[Region annotation entries]
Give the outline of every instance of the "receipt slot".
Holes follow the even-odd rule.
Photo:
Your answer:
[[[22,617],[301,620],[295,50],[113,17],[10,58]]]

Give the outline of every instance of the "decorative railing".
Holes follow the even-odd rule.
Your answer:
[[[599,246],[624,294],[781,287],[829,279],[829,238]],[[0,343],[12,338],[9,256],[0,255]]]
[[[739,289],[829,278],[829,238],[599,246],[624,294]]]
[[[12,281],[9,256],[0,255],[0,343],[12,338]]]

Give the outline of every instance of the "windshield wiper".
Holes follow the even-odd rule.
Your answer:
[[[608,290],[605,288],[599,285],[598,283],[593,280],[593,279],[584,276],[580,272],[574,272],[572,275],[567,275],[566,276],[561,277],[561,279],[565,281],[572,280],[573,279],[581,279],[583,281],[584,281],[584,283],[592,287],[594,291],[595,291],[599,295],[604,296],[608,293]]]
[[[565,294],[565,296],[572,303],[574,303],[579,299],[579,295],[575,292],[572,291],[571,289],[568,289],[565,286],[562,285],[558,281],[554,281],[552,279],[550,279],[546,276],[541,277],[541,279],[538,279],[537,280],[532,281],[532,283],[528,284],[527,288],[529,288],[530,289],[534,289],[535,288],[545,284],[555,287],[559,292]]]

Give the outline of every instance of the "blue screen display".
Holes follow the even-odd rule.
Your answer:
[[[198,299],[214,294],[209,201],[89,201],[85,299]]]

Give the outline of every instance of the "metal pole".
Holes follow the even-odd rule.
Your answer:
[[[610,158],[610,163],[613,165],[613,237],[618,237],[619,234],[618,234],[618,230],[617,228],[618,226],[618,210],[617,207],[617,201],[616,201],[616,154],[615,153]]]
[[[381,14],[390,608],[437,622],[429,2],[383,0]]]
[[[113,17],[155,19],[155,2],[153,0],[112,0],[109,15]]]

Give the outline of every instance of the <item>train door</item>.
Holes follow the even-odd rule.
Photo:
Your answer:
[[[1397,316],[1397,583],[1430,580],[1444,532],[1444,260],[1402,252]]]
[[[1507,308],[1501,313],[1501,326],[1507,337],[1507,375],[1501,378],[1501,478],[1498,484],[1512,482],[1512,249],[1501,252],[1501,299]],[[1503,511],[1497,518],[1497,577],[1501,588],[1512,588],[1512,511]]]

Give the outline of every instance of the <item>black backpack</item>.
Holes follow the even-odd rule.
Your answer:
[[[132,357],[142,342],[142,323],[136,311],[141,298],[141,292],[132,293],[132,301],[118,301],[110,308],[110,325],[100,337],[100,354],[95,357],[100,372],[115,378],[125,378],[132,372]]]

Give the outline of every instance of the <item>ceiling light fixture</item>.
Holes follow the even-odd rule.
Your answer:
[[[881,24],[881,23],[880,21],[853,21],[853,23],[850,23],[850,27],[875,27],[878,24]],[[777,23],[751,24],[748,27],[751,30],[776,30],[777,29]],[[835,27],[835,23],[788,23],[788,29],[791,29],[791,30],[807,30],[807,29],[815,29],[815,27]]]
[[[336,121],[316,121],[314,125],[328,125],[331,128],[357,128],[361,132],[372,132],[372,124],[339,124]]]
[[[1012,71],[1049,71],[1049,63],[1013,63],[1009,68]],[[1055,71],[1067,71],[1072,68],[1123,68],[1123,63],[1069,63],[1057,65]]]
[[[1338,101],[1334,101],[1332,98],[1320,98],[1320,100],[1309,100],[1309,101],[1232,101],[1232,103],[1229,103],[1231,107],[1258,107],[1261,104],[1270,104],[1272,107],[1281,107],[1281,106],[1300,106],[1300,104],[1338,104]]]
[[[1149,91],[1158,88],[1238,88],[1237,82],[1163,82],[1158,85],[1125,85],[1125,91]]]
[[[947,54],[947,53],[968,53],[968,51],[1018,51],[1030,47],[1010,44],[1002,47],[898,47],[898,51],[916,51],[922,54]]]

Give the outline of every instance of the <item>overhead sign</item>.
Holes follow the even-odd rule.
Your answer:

» Request
Render every line of the items above as a Markdown table with the columns "No." and "Line," numbering the rows and skipping blank lines.

» The reply
| No. | Line |
|---|---|
| 1 | Give the outline of every instance of the "receipt slot". |
| 2 | Holes follow the even-odd rule. |
| 3 | Photo: |
| 4 | Your answer: |
| 5 | [[[22,617],[301,620],[295,50],[113,17],[10,58]]] |
| 6 | Give the outline of every instance of the "decorative railing". |
| 7 | Holes follow the even-odd rule. |
| 8 | Your answer: |
| 9 | [[[599,246],[624,294],[781,287],[829,279],[829,238]],[[0,343],[12,338],[9,256],[0,255]]] |
| 10 | [[[739,289],[829,278],[829,238],[599,246],[624,294]]] |
| 11 | [[[12,281],[9,256],[0,255],[0,343],[12,338]]] |
| 12 | Give the outline of every instance of the "windshield wiper". |
| 13 | Holes follow the even-odd rule. |
| 14 | Your answer: |
| 15 | [[[608,290],[605,288],[599,285],[598,283],[593,280],[593,279],[584,276],[580,272],[574,272],[572,275],[567,275],[566,276],[561,277],[561,279],[565,281],[572,280],[573,279],[581,279],[583,281],[584,281],[584,283],[592,287],[594,291],[595,291],[599,295],[604,296],[608,293]]] |
| 16 | [[[565,294],[565,296],[572,303],[574,303],[579,299],[579,295],[575,292],[572,291],[571,289],[568,289],[565,286],[562,285],[558,281],[554,281],[552,279],[550,279],[546,276],[541,277],[541,279],[538,279],[537,280],[532,281],[532,283],[528,284],[527,288],[529,288],[530,289],[534,289],[535,288],[545,284],[555,287],[559,292]]] |
| 17 | Give the outline of every instance of the "blue screen display". |
| 18 | Holes follow the even-odd rule. |
| 19 | Your answer: |
| 20 | [[[198,299],[214,294],[209,201],[89,201],[85,299]]] |
| 21 | Give the outline of every instance of the "metal pole". |
| 22 | Holes follow the even-odd rule. |
| 23 | Your answer: |
| 24 | [[[610,158],[610,163],[613,165],[613,237],[618,237],[619,234],[618,234],[618,230],[617,228],[618,226],[618,210],[617,207],[617,201],[616,201],[616,154],[615,153]]] |
| 25 | [[[381,14],[390,608],[437,622],[429,2],[383,0]]] |
| 26 | [[[113,17],[155,19],[155,2],[153,0],[112,0],[109,15]]] |
| 27 | Give the outline of every instance of the <item>train door</item>. |
| 28 | Holes follow the even-odd rule. |
| 29 | Photo: |
| 30 | Your answer: |
| 31 | [[[1397,316],[1397,583],[1430,580],[1444,532],[1444,260],[1402,252]]] |
| 32 | [[[1507,308],[1501,313],[1501,326],[1507,337],[1507,375],[1501,378],[1501,478],[1498,484],[1512,482],[1512,249],[1501,252],[1501,299]],[[1503,511],[1497,518],[1497,577],[1501,588],[1512,588],[1512,511]]] |
| 33 | Give the outline of every instance of the <item>black backpack</item>. |
| 34 | Holes follow the even-odd rule. |
| 35 | Your answer: |
| 36 | [[[132,357],[142,342],[142,323],[136,311],[141,298],[141,292],[132,293],[132,301],[118,301],[110,308],[110,325],[100,337],[100,354],[95,357],[100,372],[115,378],[125,378],[132,372]]] |
| 37 | Give the outline of every instance of the <item>ceiling light fixture</item>. |
| 38 | Holes follow the even-odd rule. |
| 39 | Your answer: |
| 40 | [[[881,24],[881,23],[880,21],[853,21],[853,23],[850,23],[850,27],[875,27],[878,24]],[[777,23],[751,24],[748,27],[751,30],[776,30],[777,29]],[[835,27],[835,23],[788,23],[788,29],[791,29],[791,30],[807,30],[807,29],[815,29],[815,27]]] |
| 41 | [[[336,121],[316,121],[314,125],[328,125],[331,128],[357,128],[361,132],[372,132],[372,124],[339,124]]] |
| 42 | [[[1012,71],[1049,71],[1049,63],[1013,63],[1009,68]],[[1055,71],[1067,71],[1072,68],[1123,68],[1123,63],[1069,63],[1057,65]]] |
| 43 | [[[1338,101],[1334,101],[1332,98],[1320,98],[1320,100],[1309,100],[1309,101],[1232,101],[1232,103],[1229,103],[1231,107],[1258,107],[1261,104],[1270,104],[1272,107],[1281,107],[1281,106],[1300,106],[1300,104],[1338,104]]] |
| 44 | [[[1149,91],[1158,88],[1238,88],[1237,82],[1163,82],[1158,85],[1125,85],[1125,91]]] |
| 45 | [[[947,54],[947,53],[968,53],[968,51],[1018,51],[1030,47],[1010,44],[1002,47],[898,47],[898,51],[916,51],[922,54]]] |
| 46 | Give the outline of every instance of the <item>overhead sign</item>. |
| 47 | Holes follow the even-odd rule. |
| 48 | Your answer: |